Urteil vom 24. Juni 2002 
II. Öffentlichrechtliche Abteilung 
 
Bundesrichter Wurzburger, Präsident, 
Bundesrichter Müller, Merkli, 
Gerichtsschreiber Hugi Yar. 
 
A.________, 
Beschwerdeführer, 
 
gegen 
 
Eidgenössisches Justiz- und Polizeidepartement, Bundeshaus West, 3003 Bern. 
 
Fürsorgeleistungen an Auslandschweizer 
 
(Verwaltungsgerichtsbeschwerde gegen einen Entscheid des Eidgenössischen Justiz- und Polizeidepartements vom 14. Mai 2002). 
 
Sachverhalt: 
A. 
Der Schweizer Bürger A.________ (geb. 1940) übersiedelte am 1. Oktober 1998 nach Mulhouse (F), wo er unter der Firma "X.________" ein Ingenieurbüro betrieb. Wegen finanzieller Probleme ersuchte er am 28. November 2001 um die Ausrichtung von Unterstützungsleistungen gemäss dem Bundesgesetz vom 21. März 1973 über Fürsorgeleistungen an Auslandschweizer (ASFG; SR 852.1), was das Bundesamt für Justiz am 6./10. Dezember 2001 ablehnte. 
B. 
A.________ gelangte hiergegen am 15. Dezember 2001 bzw. 14. Januar 2002 an das Eidgenössische Justiz- und Polizeidepartement, welches ihm am 28. Dezember 2001 eine als Überbrückungshilfe gedachte Notunterstütztung für den Monat Januar in der Höhe von umgerechnet Fr. 2'500.-- zukommen liess. Am 21. Januar 2002 lehnte es im Rahmen einer vorsorglichen Massnahme weitere Überbrückungshilfen für die Dauer des Beschwerdeverfahrens ab. Mit Entscheid vom 14. Mai 2002 wies es die Beschwerde in der Sache selber ab, soweit es darauf eintrat. 
C. 
A.________ hat am 14. Juni 2002 beim Bundesgericht Verwaltungsgerichtsbeschwerde eingereicht. Er beantragt, den Entscheid des Eidgenössischen Justiz- und Polizeidepartements aufzuheben und ihm Schadenersatz und Genugtuung in der Höhe von 155'261 Euro zuzusprechen. In verfahrensrechtlicher Hinsicht ersucht A.________ um Gewährung der unentgeltlichen Rechtspflege. Da die Streitsache aufgrund der vorliegenden Unterlagen spruchreif erschien, wurde davon abgesehen, Vernehmlassungen und die amtlichen Akten einzuholen.

....

Aufgaben »
a) Schreib aus dem Urteil die Stelle von „(Verwaltungsgerichtsbeschwerde gegen einen“ bis einschließlich „Dezember 2001 ablehnte.“ wortgetreu ab.
b) Schreib das Urteil nach seinem letzten Satz weiter.

....

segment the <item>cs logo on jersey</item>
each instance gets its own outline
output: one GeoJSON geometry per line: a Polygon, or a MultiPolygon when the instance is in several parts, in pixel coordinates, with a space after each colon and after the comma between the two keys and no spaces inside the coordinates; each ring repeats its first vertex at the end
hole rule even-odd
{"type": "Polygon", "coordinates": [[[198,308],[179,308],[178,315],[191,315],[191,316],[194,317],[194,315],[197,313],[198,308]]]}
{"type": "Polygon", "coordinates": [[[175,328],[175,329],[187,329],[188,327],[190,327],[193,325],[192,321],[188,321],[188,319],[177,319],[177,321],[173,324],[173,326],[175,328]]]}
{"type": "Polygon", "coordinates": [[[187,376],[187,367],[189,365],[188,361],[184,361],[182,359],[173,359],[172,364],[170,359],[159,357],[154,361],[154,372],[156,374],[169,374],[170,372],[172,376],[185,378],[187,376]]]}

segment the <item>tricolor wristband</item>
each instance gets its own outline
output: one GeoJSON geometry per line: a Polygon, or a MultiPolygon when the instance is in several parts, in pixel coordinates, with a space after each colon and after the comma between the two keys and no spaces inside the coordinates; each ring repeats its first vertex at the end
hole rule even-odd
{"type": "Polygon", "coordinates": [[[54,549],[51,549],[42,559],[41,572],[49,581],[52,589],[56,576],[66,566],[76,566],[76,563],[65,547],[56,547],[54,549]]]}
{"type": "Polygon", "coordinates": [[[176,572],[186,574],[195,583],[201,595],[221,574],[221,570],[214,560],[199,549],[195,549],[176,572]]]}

....

Lösungen »
a)
(Verwaltungsgerichtsbeschwerde gegen einen Entscheid des Eidgenössischen Justiz- und Polizeidepartements vom 14. Mai 2002). 
 
Sachverhalt: 
A. 
Der Schweizer Bürger A.________ (geb. 1940) übersiedelte am 1. Oktober 1998 nach Mulhouse (F), wo er unter der Firma "X.________" ein Ingenieurbüro betrieb. Wegen finanzieller Probleme ersuchte er am 28. November 2001 um die Ausrichtung von Unterstützungsleistungen gemäss dem Bundesgesetz vom 21. März 1973 über Fürsorgeleistungen an Auslandschweizer (ASFG; SR 852.1), was das Bundesamt für Justiz am 6./10. Dezember 2001 ablehnte.

b)
 
Das Bundesgericht zieht in Erwägung: 
1. 
1.1 Gegenstand des Verfahrens bildet ausschliesslich die Frage, ob dem Beschwerdeführer zu Unrecht die von ihm beantragten Unterstützungsleistungen gemäss dem Fürsorgegesetz für Auslandschweizer verweigert wurden. Auf die Eingabe ist deshalb nicht einzutreten, soweit der Beschwerdeführer Schadenersatz- und Genugtuungsansprüche gegen die Eidgenossenschaft geltend machen will (vgl. Art. 10 des Verantwortlichkeitsgesetzes vom 14. März 1958 [SR 170.32] sowie Art. 1 und 2 der entsprechenden Verordnung [SR 170.321]).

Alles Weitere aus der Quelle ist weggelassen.